• [Requirements] Reproduce every one of the entries below word for word, but leave out the pictures.

• [Supplied data]
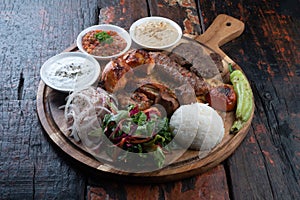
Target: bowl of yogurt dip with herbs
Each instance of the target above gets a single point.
(70, 71)
(155, 32)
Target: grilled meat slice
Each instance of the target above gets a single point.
(133, 62)
(173, 72)
(202, 64)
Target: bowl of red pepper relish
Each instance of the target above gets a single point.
(104, 41)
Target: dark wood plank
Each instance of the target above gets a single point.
(199, 187)
(31, 32)
(266, 165)
(122, 13)
(30, 166)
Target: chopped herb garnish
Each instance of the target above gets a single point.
(104, 37)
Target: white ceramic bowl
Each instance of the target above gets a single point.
(143, 21)
(70, 71)
(105, 27)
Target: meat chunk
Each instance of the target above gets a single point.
(173, 72)
(117, 72)
(202, 63)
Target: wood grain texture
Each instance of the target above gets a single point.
(266, 165)
(31, 32)
(211, 185)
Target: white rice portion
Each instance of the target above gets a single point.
(197, 126)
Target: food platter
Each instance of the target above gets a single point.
(223, 29)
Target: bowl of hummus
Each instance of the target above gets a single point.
(155, 33)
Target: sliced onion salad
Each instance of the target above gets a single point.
(84, 111)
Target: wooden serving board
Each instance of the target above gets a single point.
(223, 29)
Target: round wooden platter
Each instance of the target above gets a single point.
(223, 29)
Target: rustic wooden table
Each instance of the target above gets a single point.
(265, 166)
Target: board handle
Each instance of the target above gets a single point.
(223, 29)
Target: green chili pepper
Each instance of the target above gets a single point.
(244, 99)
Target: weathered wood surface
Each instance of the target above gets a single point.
(265, 166)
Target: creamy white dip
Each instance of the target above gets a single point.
(155, 33)
(70, 72)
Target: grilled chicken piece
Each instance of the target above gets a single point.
(117, 72)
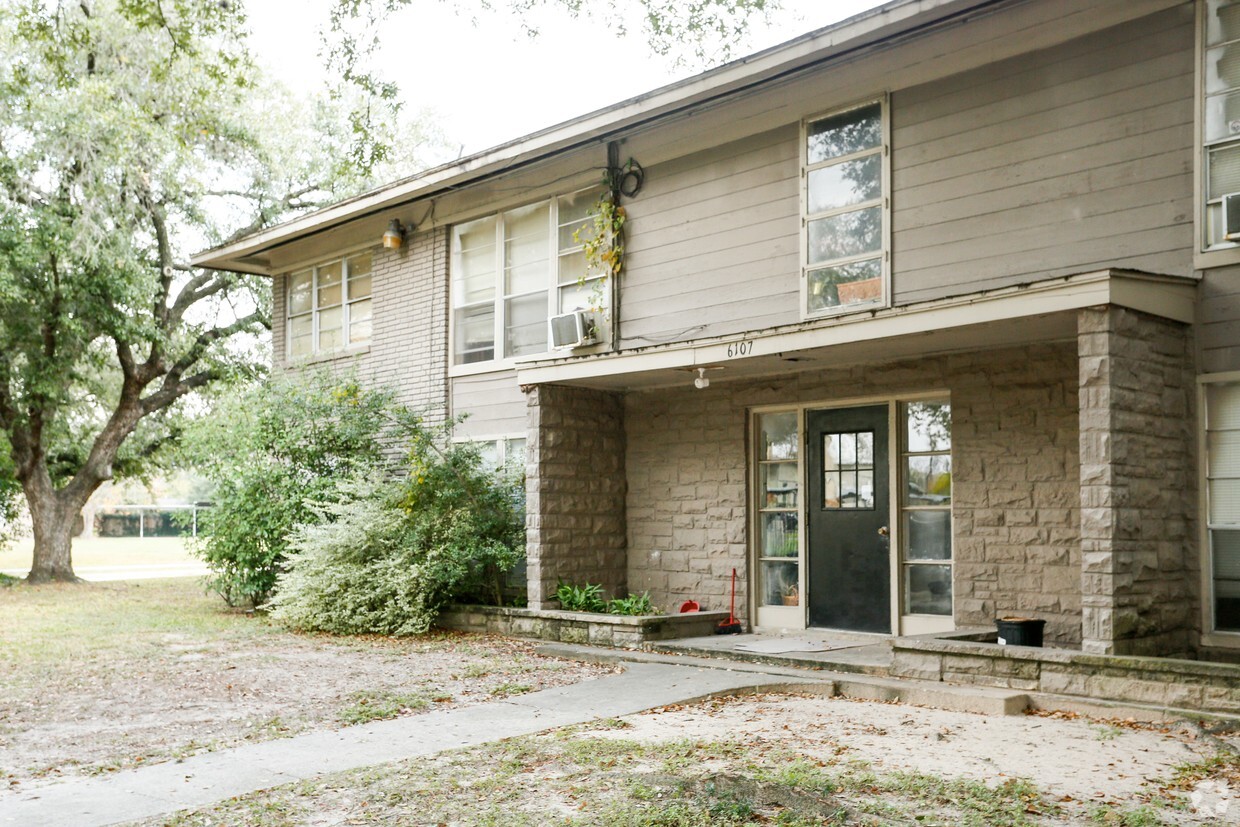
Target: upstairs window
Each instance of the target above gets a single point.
(845, 174)
(1220, 119)
(513, 270)
(329, 306)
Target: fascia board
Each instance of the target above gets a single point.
(1166, 296)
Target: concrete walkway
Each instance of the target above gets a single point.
(130, 572)
(213, 776)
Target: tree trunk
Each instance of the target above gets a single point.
(52, 520)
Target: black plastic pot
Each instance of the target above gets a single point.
(1019, 631)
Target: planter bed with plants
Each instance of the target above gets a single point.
(580, 626)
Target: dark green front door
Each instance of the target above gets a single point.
(850, 567)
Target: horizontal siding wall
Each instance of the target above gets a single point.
(1218, 316)
(712, 246)
(1065, 160)
(492, 404)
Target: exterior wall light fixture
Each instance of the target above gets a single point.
(394, 234)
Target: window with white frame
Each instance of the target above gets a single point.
(845, 174)
(501, 451)
(329, 306)
(513, 270)
(925, 508)
(1220, 119)
(1223, 501)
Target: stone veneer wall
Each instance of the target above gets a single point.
(1140, 575)
(1016, 477)
(408, 349)
(574, 491)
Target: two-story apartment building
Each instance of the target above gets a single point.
(925, 318)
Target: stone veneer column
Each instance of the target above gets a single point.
(574, 491)
(1138, 554)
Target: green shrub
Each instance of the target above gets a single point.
(589, 598)
(635, 604)
(386, 554)
(270, 453)
(580, 598)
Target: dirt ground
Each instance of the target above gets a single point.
(779, 759)
(1075, 761)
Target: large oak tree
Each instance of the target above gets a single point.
(132, 133)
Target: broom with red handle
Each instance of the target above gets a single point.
(730, 626)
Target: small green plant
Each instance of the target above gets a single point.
(580, 598)
(1105, 732)
(633, 605)
(380, 706)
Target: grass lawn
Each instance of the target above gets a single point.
(103, 676)
(106, 551)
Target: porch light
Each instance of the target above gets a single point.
(394, 234)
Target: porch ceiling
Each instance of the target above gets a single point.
(1044, 311)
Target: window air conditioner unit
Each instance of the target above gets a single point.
(575, 329)
(1231, 217)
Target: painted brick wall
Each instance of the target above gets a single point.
(1014, 480)
(408, 349)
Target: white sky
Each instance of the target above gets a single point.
(485, 79)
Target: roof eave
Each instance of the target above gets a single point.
(868, 27)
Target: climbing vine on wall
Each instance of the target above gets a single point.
(602, 237)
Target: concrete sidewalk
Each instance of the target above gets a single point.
(212, 776)
(132, 572)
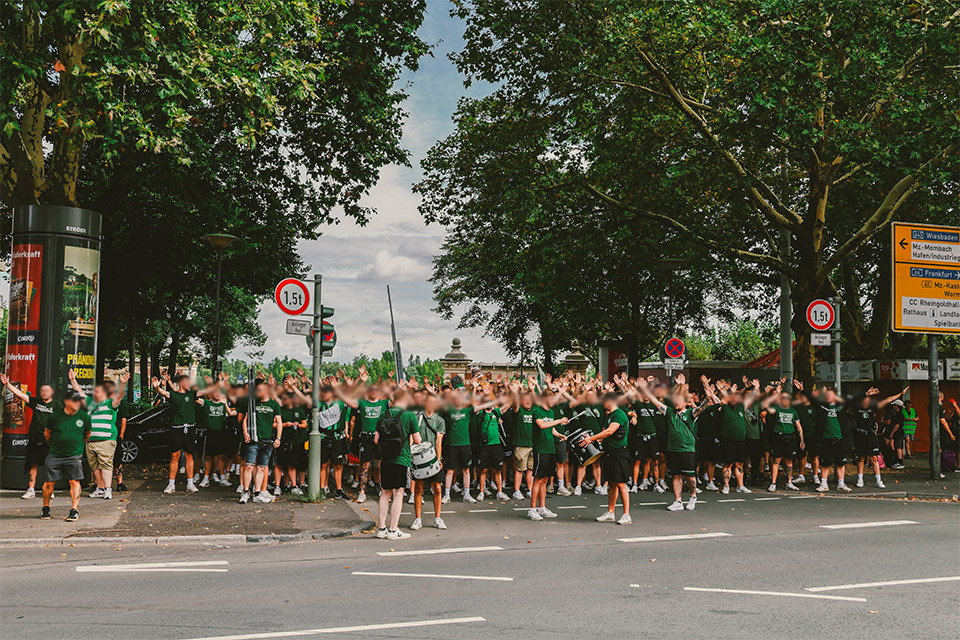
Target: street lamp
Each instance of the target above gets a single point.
(219, 241)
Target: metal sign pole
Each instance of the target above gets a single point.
(314, 461)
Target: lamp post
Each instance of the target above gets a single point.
(219, 241)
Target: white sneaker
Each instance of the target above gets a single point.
(397, 535)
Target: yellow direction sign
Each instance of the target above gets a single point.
(926, 278)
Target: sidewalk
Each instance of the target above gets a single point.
(146, 515)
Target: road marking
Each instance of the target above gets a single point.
(883, 584)
(202, 566)
(366, 627)
(689, 536)
(860, 525)
(432, 575)
(427, 552)
(774, 593)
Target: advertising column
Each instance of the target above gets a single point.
(54, 276)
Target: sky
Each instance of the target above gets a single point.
(396, 247)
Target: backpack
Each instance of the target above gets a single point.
(390, 436)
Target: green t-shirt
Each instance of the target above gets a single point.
(681, 430)
(103, 420)
(67, 433)
(216, 413)
(184, 406)
(523, 427)
(266, 412)
(489, 426)
(458, 427)
(733, 423)
(782, 420)
(618, 440)
(543, 441)
(831, 427)
(369, 413)
(646, 418)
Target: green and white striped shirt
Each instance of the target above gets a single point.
(103, 418)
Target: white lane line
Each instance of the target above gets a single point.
(775, 593)
(431, 575)
(860, 525)
(428, 552)
(201, 566)
(883, 584)
(366, 627)
(689, 536)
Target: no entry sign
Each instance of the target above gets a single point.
(292, 296)
(820, 315)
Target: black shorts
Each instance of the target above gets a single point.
(185, 438)
(457, 457)
(561, 448)
(392, 476)
(646, 447)
(733, 451)
(832, 451)
(616, 465)
(544, 465)
(367, 450)
(682, 463)
(785, 445)
(491, 456)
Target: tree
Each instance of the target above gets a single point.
(817, 121)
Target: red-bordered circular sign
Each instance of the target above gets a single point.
(292, 296)
(820, 315)
(674, 348)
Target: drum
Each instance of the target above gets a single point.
(425, 463)
(585, 455)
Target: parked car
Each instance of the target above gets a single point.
(148, 435)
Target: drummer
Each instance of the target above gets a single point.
(432, 430)
(616, 458)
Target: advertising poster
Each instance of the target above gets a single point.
(23, 341)
(78, 331)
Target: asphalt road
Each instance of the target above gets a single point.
(505, 575)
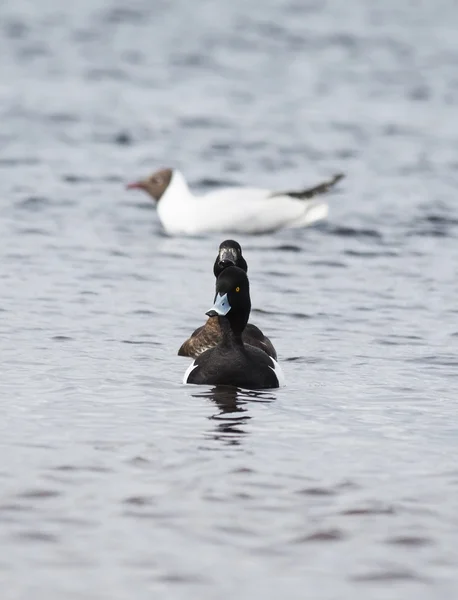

• [Response for this exercise]
Target: bowl of yogurt dip with herbs
Each instance of the target above gets a single point.
(70, 71)
(155, 32)
Target: grilled meat slice
Each instance of the target above gets a single point.
(133, 62)
(173, 72)
(202, 64)
Target: bowl of red pepper relish
Each instance of the target above gets a single point.
(104, 41)
Target: dark wood plank
Each instance of the target above gets a single point.
(199, 187)
(31, 32)
(266, 165)
(122, 13)
(30, 166)
Target: chopped herb garnish
Each instance of the target above gets a single point.
(104, 37)
Target: white ceramic bowl
Each instance of the target above gets a single point.
(143, 21)
(70, 71)
(105, 27)
Target: meat chunk
Each instance of the target above gets a single point.
(173, 72)
(117, 72)
(202, 63)
Target: wood grain texture
Each instance of the target above gets a single point.
(266, 165)
(31, 32)
(211, 185)
Target: white rice portion
Each instance of the target above gets a single point.
(197, 126)
Target: food platter
Each instance of the target above gets a single point.
(223, 29)
Target: bowl of hummus
Each instance of the target above gets a single point.
(155, 33)
Target: sliced onion salad
Each instance of the target above gets a single point.
(84, 111)
Target: wooden serving board
Each instance of the target above gets a single point.
(223, 29)
Target: round wooden platter
Each instance of the target above gets a single point.
(223, 29)
Target: rustic wooden table
Each instance of the target above gets a single point.
(265, 166)
Target: board handle
Each instance of the target above gets a single point.
(223, 29)
Target: green chili pepper
Each instance of the target above gets a single point.
(244, 99)
Target: weathered wood surface
Each instance of the target above gets a single point.
(265, 166)
Target: creamy white dip
Each instance of the target above gets a single point.
(155, 33)
(70, 72)
Target: grilled chicken piece
Each instance of the target above gets a single point.
(117, 72)
Target: upstairs window
Each instance of the target above gets a single point.
(845, 174)
(1220, 119)
(513, 270)
(329, 306)
Target: fascia board
Each instance of the target above gets a single point.
(1166, 296)
Target: concrete walkway
Each instance of the target above gets a single point.
(130, 572)
(213, 776)
Target: tree trunk
Each instance of the target above gets a single point.
(52, 520)
Target: black plastic pot
Each instance of the target above gets a single point.
(1019, 631)
Target: planter bed with plants
Each instance of the target above gets a single point.
(580, 626)
Target: dark green front door
Each instance of the target above gets a single point.
(850, 567)
Target: horizontal siding wall
Each instance of the target above gets a single point.
(1218, 316)
(712, 246)
(1065, 160)
(492, 404)
Target: exterior wall light fixture
Each instance of the target above gets a single point.
(394, 234)
Target: window with white frame
Each instance of the target above gets a single point.
(845, 174)
(501, 451)
(329, 306)
(513, 270)
(925, 508)
(1220, 119)
(1223, 501)
Target: stone veneer wall
Each instance of the target above gets a single point.
(1140, 575)
(1016, 477)
(408, 349)
(574, 491)
Target: two-story apartment building
Each instance of the target above gets a single point.
(925, 318)
Target: stone veneer column
Each instance of the target above gets a single point.
(574, 491)
(1138, 554)
Target: green shrub
Each instance of the target above gets a single point.
(589, 598)
(635, 604)
(386, 554)
(270, 453)
(580, 598)
Target: dirt ground
Each instance of the target above gets a single point.
(779, 759)
(1075, 761)
Target: large oak tree
Each instance of the target above gets a single point.
(132, 133)
Target: broom with red handle
Each instance of the target above gets a single point.
(730, 626)
Target: small green plant
Each instance of the target above gets a single point.
(580, 598)
(1105, 732)
(633, 605)
(380, 706)
Target: grass lawn
Each instance of the target above gets a single point.
(103, 676)
(106, 551)
Target: porch light
Each instance of the target above gets a single point.
(394, 234)
Target: porch ceiling
Each instance of the target above gets a single point.
(1044, 311)
Target: window air conditioner unit
Each instance of the target above gets a single point.
(575, 329)
(1231, 217)
Target: painted brick wall
Each instance of the target above gets a single point.
(1014, 480)
(408, 349)
Target: white sky
Each instance of the target above gets a single point.
(485, 79)
Target: roof eave
Each instance of the target above gets a single point.
(868, 27)
Target: climbing vine on wall
Each instance of the target above gets a single point.
(602, 237)
Target: concrete sidewalk
Each instance of the target above gets a single point.
(212, 776)
(132, 572)
Target: street lamp
Each instance of the target above gets a single point.
(219, 241)
Target: metal sign pole
Each instance of the target above gets a single point.
(314, 461)
Target: lamp post
Each instance of the target above gets a single point.
(219, 241)
Target: white sneaker
Each instance of the target above gets a single point.
(397, 535)
Target: yellow direction sign
Each instance of the target above gets a single point.
(926, 278)
Target: sidewalk
Each instance of the target above gets a single point.
(146, 515)
Target: road marking
Each instance of the target above gets a single point.
(883, 584)
(202, 566)
(366, 627)
(689, 536)
(860, 525)
(432, 575)
(427, 552)
(774, 593)
Target: advertising column
Each instance of the target above gets a single point.
(54, 276)
Target: sky
Each instance of the target above gets a single point.
(396, 247)
Target: backpack
Each instance of the target above gets a single point.
(390, 436)
Target: green t-shirt
Each instance of the target above gets a single point.
(681, 430)
(103, 420)
(67, 433)
(216, 413)
(184, 406)
(523, 427)
(266, 412)
(489, 426)
(458, 427)
(733, 423)
(782, 420)
(618, 440)
(543, 441)
(831, 427)
(369, 413)
(646, 418)
Target: green and white striped shirt
Each instance of the target above gets a single point.
(103, 418)
Target: white lane line
Each instance of the target above gets a single point.
(775, 593)
(431, 575)
(860, 525)
(428, 552)
(201, 566)
(883, 584)
(366, 627)
(689, 536)
Target: no entry sign
Each instance of the target above gets a single point.
(292, 296)
(820, 315)
Target: black shorts
Each instance of the target above gets a single point.
(185, 438)
(457, 457)
(561, 448)
(392, 476)
(646, 447)
(733, 451)
(832, 451)
(616, 465)
(544, 465)
(367, 450)
(682, 463)
(785, 445)
(491, 456)
Target: tree
Each instance of the target above gets a single point.
(817, 121)
Target: red-bordered circular sign
Each instance of the target above gets a single point.
(292, 296)
(820, 315)
(674, 348)
Target: drum
Each instance of the target above gets a single point.
(425, 463)
(585, 455)
Target: parked car
Each instance of the target above gets a single point.
(148, 435)
Target: drummer
Each instance of the target above gets a single point.
(432, 430)
(616, 458)
Target: advertising poster
Each instance of the target above gets a single point.
(23, 341)
(78, 331)
Target: asphalt road
Each instance of the target above gets a single point.
(505, 575)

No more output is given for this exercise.